── Data to examine

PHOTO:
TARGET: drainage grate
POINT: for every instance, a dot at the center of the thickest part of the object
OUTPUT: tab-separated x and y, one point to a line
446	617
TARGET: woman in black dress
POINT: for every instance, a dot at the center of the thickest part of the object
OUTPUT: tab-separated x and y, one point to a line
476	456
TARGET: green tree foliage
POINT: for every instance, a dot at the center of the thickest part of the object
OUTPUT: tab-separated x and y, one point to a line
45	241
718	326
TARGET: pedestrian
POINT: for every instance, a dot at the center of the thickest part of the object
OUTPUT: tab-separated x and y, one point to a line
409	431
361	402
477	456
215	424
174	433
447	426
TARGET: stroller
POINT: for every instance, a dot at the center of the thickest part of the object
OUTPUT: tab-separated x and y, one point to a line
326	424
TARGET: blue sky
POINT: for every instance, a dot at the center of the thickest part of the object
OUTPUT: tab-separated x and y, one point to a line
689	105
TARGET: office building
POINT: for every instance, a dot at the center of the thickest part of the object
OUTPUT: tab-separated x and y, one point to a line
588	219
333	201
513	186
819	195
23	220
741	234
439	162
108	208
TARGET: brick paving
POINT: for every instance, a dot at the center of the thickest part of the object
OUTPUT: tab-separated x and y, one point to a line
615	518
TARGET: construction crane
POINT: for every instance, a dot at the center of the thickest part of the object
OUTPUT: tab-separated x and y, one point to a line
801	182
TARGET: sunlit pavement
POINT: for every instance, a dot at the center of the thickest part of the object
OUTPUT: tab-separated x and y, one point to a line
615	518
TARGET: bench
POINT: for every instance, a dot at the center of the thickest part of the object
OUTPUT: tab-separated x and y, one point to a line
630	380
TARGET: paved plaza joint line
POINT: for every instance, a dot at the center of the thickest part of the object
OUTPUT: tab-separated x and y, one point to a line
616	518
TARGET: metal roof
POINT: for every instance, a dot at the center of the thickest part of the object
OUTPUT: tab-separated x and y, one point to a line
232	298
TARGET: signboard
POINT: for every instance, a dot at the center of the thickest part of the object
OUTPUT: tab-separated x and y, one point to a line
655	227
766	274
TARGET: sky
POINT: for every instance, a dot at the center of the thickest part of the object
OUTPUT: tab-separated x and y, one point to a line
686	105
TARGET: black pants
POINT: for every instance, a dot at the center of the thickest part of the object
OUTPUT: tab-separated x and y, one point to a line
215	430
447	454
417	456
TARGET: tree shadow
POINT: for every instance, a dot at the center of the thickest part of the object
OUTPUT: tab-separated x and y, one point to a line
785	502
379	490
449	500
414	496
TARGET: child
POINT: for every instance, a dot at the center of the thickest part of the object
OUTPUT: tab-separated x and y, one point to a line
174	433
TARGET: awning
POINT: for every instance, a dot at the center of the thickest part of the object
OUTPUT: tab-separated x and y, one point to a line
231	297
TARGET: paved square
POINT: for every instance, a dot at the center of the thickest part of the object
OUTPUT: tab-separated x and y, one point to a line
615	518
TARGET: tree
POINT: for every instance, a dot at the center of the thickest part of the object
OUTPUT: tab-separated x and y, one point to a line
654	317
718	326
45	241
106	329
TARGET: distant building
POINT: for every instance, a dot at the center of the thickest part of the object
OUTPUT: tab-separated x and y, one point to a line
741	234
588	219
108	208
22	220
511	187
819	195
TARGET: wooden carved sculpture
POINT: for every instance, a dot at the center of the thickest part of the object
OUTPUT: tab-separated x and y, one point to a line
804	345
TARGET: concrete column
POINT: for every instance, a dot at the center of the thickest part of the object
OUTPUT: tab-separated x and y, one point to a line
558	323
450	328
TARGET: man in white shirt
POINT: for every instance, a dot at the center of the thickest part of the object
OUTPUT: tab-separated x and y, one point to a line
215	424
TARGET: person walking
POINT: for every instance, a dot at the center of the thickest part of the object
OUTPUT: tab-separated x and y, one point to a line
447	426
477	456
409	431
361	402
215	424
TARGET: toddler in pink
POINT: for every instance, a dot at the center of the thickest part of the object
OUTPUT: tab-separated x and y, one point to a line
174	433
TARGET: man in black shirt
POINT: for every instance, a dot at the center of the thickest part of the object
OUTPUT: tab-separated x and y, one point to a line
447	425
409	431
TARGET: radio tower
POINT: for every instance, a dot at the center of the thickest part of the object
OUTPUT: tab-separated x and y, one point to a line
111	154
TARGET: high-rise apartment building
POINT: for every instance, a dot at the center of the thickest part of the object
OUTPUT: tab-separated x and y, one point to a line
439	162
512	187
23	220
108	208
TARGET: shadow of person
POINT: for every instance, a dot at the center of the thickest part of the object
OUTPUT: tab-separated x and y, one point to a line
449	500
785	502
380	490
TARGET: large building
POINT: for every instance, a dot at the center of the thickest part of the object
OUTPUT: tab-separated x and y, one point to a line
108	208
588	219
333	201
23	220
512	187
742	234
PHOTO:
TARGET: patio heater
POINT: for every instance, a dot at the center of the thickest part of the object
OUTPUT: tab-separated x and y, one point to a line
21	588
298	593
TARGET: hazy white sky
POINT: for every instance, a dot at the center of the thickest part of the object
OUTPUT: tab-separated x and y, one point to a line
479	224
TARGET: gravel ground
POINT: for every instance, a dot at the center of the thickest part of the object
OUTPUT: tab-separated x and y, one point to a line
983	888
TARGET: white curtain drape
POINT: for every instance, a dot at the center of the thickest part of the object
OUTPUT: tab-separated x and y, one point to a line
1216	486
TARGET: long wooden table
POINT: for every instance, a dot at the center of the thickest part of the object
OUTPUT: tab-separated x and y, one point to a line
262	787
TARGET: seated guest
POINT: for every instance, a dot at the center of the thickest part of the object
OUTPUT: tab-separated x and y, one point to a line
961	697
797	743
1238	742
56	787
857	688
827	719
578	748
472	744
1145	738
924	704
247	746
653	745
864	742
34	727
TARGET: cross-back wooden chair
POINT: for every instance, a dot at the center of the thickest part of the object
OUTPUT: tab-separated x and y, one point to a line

────

Stop at the line containing "TARGET: brick paving". Please print exactly every line before it from the start of the records, plus that line itself, and nothing else.

Exercise answer:
PHOTO:
TARGET: drainage grate
POINT: for every instance, a dot at the center of the thickest part of the object
OUTPUT: tab-separated x and y, one point to a line
446	617
TARGET: woman in black dress
POINT: for every instance, a dot at the center of the thickest part of the object
OUTPUT: tab-separated x and y, one point to a line
476	456
TARGET: green tree foliage
POINT: for every instance, a dot at the center of the thickest part of the object
OUTPUT: tab-separated x and y, one point to a line
45	241
718	326
TARGET: pedestrian
POINT: for every instance, a dot at the center of the thickest part of the object
OUTPUT: tab-separated x and y, one point to a line
409	431
361	402
477	456
215	424
174	433
447	426
TARGET: stroller
POINT: for every instance, a dot at the center of the thickest part of the object
OUTPUT: tab-separated x and y, one point to a line
326	424
TARGET: blue sky
POINT: for every instance, a dot at the center of the thickest part of the object
OUTPUT: tab-separated x and y, one point to a line
689	105
TARGET: office building
POINT: for every instance, a dot at the center of the thickest part of the object
OUTPUT: tab-separated x and y, one point to a line
588	219
333	201
513	186
819	195
23	220
741	234
439	162
108	208
TARGET: brick paving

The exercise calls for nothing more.